◆ **Given instruction**:
Every record that follows should be printed verbatim.

◆ **Material for this task**:
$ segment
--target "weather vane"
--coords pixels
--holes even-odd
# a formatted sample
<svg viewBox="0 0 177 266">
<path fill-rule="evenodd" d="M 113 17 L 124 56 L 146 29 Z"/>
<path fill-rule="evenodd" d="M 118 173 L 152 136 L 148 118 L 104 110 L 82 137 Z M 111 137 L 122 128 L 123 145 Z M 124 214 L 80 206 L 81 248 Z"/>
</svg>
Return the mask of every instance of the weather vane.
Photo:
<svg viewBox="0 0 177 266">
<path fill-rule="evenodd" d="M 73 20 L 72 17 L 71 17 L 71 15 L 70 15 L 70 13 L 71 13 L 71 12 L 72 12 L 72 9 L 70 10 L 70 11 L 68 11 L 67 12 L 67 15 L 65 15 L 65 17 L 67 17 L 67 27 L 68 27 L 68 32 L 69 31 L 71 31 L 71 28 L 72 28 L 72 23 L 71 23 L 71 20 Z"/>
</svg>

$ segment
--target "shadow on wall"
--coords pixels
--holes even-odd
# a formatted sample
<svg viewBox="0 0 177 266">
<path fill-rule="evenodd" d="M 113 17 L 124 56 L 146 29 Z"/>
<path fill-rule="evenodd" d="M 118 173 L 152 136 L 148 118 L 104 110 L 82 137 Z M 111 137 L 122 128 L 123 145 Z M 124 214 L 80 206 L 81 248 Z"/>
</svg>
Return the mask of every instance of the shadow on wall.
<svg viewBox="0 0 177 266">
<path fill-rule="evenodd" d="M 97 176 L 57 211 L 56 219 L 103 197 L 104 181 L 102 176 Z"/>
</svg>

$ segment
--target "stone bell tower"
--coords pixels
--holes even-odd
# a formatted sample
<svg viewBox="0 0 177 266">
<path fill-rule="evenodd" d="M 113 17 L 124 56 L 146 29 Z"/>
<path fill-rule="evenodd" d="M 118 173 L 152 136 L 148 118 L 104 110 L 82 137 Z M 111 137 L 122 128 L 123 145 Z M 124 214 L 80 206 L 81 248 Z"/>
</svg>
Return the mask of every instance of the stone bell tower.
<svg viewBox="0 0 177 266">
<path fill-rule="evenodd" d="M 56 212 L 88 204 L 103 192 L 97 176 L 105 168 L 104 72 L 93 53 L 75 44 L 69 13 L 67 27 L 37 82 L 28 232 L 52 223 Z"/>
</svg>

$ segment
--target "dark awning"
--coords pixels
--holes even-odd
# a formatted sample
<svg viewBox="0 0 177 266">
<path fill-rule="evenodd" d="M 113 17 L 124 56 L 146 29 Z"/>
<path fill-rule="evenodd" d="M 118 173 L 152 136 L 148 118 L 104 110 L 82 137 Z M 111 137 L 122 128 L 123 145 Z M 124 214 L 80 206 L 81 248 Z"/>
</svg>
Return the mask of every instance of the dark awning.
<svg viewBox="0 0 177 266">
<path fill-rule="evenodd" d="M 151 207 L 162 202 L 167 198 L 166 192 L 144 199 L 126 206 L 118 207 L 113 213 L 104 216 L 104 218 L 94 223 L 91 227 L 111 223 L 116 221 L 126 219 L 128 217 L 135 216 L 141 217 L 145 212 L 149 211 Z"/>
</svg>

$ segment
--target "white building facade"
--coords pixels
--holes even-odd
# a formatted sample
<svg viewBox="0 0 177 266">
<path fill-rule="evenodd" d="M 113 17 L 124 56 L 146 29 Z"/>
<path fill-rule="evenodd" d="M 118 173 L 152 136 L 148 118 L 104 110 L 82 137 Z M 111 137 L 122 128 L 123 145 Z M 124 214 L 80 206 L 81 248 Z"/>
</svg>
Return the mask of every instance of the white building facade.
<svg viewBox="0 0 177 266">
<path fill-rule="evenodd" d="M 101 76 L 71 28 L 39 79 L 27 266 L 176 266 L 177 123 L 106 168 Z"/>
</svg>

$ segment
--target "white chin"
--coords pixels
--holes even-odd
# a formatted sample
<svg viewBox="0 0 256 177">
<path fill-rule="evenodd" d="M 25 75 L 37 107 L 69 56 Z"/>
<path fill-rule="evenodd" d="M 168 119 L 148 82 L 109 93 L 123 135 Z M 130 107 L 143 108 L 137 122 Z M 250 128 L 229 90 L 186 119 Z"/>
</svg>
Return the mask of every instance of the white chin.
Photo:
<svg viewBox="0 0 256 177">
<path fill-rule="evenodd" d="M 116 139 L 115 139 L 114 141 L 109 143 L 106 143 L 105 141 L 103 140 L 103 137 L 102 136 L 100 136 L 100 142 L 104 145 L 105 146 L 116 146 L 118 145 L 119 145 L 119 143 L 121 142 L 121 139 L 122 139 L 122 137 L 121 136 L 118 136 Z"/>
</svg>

◆ **Full answer**:
$ segment
--target "weather vane"
--coords pixels
--holes even-odd
# a formatted sample
<svg viewBox="0 0 177 266">
<path fill-rule="evenodd" d="M 113 17 L 124 56 L 146 29 Z"/>
<path fill-rule="evenodd" d="M 118 173 L 152 136 L 148 118 L 104 110 L 82 137 Z M 111 137 L 122 128 L 123 145 Z M 124 214 L 80 206 L 81 248 Z"/>
</svg>
Return the mask of every instance of the weather vane.
Photo:
<svg viewBox="0 0 177 266">
<path fill-rule="evenodd" d="M 73 20 L 72 17 L 71 17 L 71 15 L 70 15 L 70 13 L 71 13 L 71 12 L 72 12 L 72 9 L 70 10 L 70 11 L 68 11 L 67 12 L 67 15 L 65 15 L 65 17 L 67 17 L 67 27 L 68 27 L 68 32 L 69 31 L 71 31 L 71 28 L 72 28 L 72 23 L 71 23 L 71 20 Z"/>
</svg>

$ segment
--target "shadow on wall"
--coords pixels
--holes even-odd
# a formatted sample
<svg viewBox="0 0 177 266">
<path fill-rule="evenodd" d="M 113 17 L 124 56 L 146 29 Z"/>
<path fill-rule="evenodd" d="M 118 173 L 152 136 L 148 118 L 104 110 L 82 137 Z M 111 137 L 122 128 L 123 145 Z M 124 214 L 80 206 L 81 248 Z"/>
</svg>
Return the mask of every instance of the shadow on wall.
<svg viewBox="0 0 177 266">
<path fill-rule="evenodd" d="M 97 176 L 57 211 L 56 219 L 103 197 L 104 181 L 102 176 Z"/>
</svg>

$ segment
--target "stone bell tower"
--coords pixels
--holes even-odd
# a formatted sample
<svg viewBox="0 0 177 266">
<path fill-rule="evenodd" d="M 113 17 L 124 56 L 146 29 Z"/>
<path fill-rule="evenodd" d="M 118 173 L 152 136 L 148 118 L 104 110 L 82 137 Z M 111 137 L 122 128 L 123 145 Z M 124 214 L 80 206 L 81 248 Z"/>
</svg>
Return the mask of every instance of the stone bell tower.
<svg viewBox="0 0 177 266">
<path fill-rule="evenodd" d="M 56 212 L 88 204 L 103 192 L 97 176 L 105 168 L 104 72 L 93 53 L 75 44 L 69 13 L 67 27 L 37 82 L 28 232 L 52 223 Z"/>
</svg>

$ segment
--target "dark awning"
--coords pixels
--holes even-odd
# a formatted sample
<svg viewBox="0 0 177 266">
<path fill-rule="evenodd" d="M 113 17 L 124 56 L 146 29 Z"/>
<path fill-rule="evenodd" d="M 118 173 L 152 136 L 148 118 L 104 110 L 82 137 Z M 111 137 L 122 128 L 123 145 Z M 124 214 L 80 206 L 81 248 Z"/>
</svg>
Return the mask of every instance of the dark awning.
<svg viewBox="0 0 177 266">
<path fill-rule="evenodd" d="M 151 207 L 162 202 L 167 198 L 166 192 L 144 199 L 126 206 L 118 207 L 113 213 L 104 216 L 104 218 L 94 223 L 91 227 L 111 223 L 116 221 L 126 219 L 128 217 L 135 216 L 141 217 L 145 212 L 149 211 Z"/>
</svg>

$ segment
--target "white building facade"
--coords pixels
--holes even-odd
# a formatted sample
<svg viewBox="0 0 177 266">
<path fill-rule="evenodd" d="M 113 17 L 124 56 L 146 29 Z"/>
<path fill-rule="evenodd" d="M 118 173 L 152 136 L 148 118 L 104 110 L 82 137 Z M 111 137 L 122 128 L 123 145 Z M 124 214 L 80 206 L 81 248 Z"/>
</svg>
Return the mask of every instance of the white building facade.
<svg viewBox="0 0 177 266">
<path fill-rule="evenodd" d="M 101 76 L 71 28 L 39 79 L 27 266 L 176 266 L 177 123 L 106 168 Z"/>
</svg>

$ segment
--target "white chin"
--coords pixels
--holes even-odd
# a formatted sample
<svg viewBox="0 0 256 177">
<path fill-rule="evenodd" d="M 25 75 L 37 107 L 69 56 Z"/>
<path fill-rule="evenodd" d="M 168 119 L 148 82 L 109 93 L 123 135 Z M 130 107 L 143 108 L 137 122 Z M 250 128 L 229 90 L 186 119 Z"/>
</svg>
Return the mask of every instance of the white chin.
Photo:
<svg viewBox="0 0 256 177">
<path fill-rule="evenodd" d="M 116 139 L 115 139 L 114 141 L 109 143 L 106 143 L 105 141 L 103 140 L 103 137 L 102 136 L 100 136 L 100 142 L 104 145 L 105 146 L 116 146 L 118 145 L 119 145 L 119 143 L 121 142 L 121 139 L 122 139 L 122 137 L 121 136 L 118 136 Z"/>
</svg>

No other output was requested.